RECORDS FOR THIS EXERCISE below:
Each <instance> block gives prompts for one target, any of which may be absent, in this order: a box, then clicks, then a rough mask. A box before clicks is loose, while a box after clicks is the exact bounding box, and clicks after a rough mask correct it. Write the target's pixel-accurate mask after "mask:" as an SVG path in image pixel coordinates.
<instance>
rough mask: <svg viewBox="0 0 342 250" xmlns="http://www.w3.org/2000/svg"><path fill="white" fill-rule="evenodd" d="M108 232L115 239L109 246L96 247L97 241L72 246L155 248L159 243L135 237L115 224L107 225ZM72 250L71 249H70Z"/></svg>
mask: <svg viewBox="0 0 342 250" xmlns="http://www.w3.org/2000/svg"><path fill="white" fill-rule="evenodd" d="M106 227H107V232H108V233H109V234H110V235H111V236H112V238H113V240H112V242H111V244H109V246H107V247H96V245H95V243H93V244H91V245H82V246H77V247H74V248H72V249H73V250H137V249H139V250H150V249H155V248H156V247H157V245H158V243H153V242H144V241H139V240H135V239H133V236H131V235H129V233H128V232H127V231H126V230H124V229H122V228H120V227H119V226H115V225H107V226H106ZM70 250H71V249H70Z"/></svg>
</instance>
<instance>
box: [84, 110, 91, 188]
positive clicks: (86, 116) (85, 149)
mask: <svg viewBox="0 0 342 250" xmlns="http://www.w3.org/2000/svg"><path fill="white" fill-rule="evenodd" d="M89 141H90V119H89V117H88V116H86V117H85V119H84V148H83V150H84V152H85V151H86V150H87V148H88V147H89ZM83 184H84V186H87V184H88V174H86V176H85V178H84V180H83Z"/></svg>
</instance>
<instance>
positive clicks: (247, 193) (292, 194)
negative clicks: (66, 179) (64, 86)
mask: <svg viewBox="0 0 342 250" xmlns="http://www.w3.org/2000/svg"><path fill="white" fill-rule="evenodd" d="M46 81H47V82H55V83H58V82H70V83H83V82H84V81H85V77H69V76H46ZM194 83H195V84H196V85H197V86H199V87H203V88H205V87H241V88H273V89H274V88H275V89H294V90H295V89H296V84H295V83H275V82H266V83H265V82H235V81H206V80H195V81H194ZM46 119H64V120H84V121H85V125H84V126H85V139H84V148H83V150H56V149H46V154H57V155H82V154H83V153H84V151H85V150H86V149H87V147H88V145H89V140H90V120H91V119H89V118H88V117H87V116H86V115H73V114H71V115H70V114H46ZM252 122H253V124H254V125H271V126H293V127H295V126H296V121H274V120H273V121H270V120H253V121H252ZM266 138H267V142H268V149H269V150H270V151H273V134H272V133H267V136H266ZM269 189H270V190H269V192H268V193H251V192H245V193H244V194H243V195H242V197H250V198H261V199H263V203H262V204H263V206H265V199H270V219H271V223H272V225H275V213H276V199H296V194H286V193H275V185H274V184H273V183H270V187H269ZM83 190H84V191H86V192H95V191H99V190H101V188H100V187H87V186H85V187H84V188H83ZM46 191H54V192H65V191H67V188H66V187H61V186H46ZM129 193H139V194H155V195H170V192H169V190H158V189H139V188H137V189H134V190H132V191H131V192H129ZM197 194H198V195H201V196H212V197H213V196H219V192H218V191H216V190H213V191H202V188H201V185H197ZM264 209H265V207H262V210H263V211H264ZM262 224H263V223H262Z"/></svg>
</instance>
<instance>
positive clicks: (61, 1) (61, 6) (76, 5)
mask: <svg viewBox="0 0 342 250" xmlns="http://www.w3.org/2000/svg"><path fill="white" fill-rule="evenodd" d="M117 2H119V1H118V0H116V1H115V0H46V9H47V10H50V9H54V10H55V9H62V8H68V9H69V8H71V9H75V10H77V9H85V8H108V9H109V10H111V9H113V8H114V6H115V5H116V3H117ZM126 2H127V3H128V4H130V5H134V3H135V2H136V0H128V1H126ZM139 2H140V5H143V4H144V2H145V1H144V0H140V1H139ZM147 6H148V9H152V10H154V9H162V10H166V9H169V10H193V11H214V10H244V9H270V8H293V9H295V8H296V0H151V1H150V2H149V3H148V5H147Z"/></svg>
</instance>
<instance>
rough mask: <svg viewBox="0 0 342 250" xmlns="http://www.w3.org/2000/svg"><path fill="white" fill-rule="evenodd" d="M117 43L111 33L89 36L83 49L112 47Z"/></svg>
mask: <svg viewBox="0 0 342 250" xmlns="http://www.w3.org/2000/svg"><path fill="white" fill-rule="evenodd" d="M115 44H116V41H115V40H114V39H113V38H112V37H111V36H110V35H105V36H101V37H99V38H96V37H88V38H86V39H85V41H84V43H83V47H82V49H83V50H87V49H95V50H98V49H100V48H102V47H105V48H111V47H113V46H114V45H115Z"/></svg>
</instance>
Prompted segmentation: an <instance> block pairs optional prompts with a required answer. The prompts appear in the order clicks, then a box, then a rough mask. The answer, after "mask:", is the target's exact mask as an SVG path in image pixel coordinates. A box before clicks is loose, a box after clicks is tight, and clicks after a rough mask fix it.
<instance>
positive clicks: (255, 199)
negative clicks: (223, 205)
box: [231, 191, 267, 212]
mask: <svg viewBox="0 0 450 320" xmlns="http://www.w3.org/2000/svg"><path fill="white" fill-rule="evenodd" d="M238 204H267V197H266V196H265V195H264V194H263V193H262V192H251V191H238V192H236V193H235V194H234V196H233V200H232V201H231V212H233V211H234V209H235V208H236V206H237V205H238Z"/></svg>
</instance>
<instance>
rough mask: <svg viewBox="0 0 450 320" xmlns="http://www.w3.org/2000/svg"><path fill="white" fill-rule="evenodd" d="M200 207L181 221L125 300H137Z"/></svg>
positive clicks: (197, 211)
End of RECORDS FOR THIS EXERCISE.
RECORDS FOR THIS EXERCISE below:
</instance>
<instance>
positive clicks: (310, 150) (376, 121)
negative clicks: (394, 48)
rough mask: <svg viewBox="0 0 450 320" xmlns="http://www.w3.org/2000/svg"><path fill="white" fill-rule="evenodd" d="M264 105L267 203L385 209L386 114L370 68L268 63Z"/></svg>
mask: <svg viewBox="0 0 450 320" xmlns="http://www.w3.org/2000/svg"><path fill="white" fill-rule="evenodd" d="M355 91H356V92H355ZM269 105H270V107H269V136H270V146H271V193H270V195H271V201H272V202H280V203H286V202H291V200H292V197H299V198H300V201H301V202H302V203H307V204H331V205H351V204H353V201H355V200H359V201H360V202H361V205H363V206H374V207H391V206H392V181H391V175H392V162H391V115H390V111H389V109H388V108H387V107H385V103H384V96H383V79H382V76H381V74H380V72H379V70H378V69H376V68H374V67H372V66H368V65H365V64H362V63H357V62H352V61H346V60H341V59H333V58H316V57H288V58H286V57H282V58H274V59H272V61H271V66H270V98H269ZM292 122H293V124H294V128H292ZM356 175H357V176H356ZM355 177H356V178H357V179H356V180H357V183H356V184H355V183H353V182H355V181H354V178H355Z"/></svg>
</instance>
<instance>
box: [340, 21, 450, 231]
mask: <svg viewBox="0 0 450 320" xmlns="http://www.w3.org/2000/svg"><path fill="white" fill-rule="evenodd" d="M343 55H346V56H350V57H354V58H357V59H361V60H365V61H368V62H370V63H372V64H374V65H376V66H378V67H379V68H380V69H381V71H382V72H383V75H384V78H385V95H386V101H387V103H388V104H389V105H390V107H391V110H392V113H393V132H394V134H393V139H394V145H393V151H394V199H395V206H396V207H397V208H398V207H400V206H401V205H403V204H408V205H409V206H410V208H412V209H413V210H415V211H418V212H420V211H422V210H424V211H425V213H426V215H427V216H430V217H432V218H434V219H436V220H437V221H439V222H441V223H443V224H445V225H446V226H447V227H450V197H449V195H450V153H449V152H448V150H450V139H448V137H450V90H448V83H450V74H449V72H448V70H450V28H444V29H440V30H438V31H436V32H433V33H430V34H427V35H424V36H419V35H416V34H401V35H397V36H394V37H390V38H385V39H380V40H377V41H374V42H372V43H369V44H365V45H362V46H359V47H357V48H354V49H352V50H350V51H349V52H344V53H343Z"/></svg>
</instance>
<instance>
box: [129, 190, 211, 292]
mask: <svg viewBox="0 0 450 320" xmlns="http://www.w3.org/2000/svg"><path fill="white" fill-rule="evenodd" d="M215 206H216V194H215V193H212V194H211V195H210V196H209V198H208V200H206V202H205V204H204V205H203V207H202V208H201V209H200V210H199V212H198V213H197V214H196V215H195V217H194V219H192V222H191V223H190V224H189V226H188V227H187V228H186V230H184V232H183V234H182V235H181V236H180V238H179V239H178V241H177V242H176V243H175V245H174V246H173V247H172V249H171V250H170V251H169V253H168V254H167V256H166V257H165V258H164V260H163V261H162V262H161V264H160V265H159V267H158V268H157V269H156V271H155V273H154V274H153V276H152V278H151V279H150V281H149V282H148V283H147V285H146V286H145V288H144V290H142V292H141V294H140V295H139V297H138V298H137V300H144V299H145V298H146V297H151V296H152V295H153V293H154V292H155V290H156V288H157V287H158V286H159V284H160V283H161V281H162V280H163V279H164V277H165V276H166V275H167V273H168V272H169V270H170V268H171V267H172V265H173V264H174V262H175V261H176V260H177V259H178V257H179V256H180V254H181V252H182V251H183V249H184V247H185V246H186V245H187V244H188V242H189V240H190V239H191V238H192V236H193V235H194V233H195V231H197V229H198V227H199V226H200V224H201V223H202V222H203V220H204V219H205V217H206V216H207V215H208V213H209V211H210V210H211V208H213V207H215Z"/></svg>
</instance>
End of RECORDS FOR THIS EXERCISE.
# [WHAT YOU ARE ASKED TO DO]
In the entries above, the lines from the one bearing "Each <instance> block" up to and including the one bearing "box: [84, 110, 91, 188]" should be transcribed exactly; no other line is wanted.

# [EXERCISE SOLUTION]
Each <instance> block gives prompts for one target, any of which may be absent, in this order: a box, then clicks, then a rough mask. A box before clicks is loose, while a box after clicks is the exact bounding box, and clicks after a rough mask correct it. Write the target's pixel-accurate mask after "mask:" as an SVG path in image pixel coordinates.
<instance>
rough mask: <svg viewBox="0 0 342 250" xmlns="http://www.w3.org/2000/svg"><path fill="white" fill-rule="evenodd" d="M108 232L115 239L109 246L96 247L97 241L72 246L155 248L159 243L135 237L115 224L107 225ZM72 250L71 249H70Z"/></svg>
mask: <svg viewBox="0 0 342 250" xmlns="http://www.w3.org/2000/svg"><path fill="white" fill-rule="evenodd" d="M106 227H107V232H108V233H109V234H110V235H111V236H112V238H113V240H112V242H111V244H109V246H107V247H96V245H95V243H93V244H91V245H82V246H77V247H74V248H72V249H73V250H137V249H139V250H150V249H155V248H156V247H157V245H158V243H153V242H144V241H139V240H135V239H133V236H131V235H129V233H128V232H127V231H126V230H124V229H122V228H120V227H119V226H115V225H107V226H106ZM70 250H71V249H70Z"/></svg>
</instance>
<instance>
box: [84, 110, 91, 188]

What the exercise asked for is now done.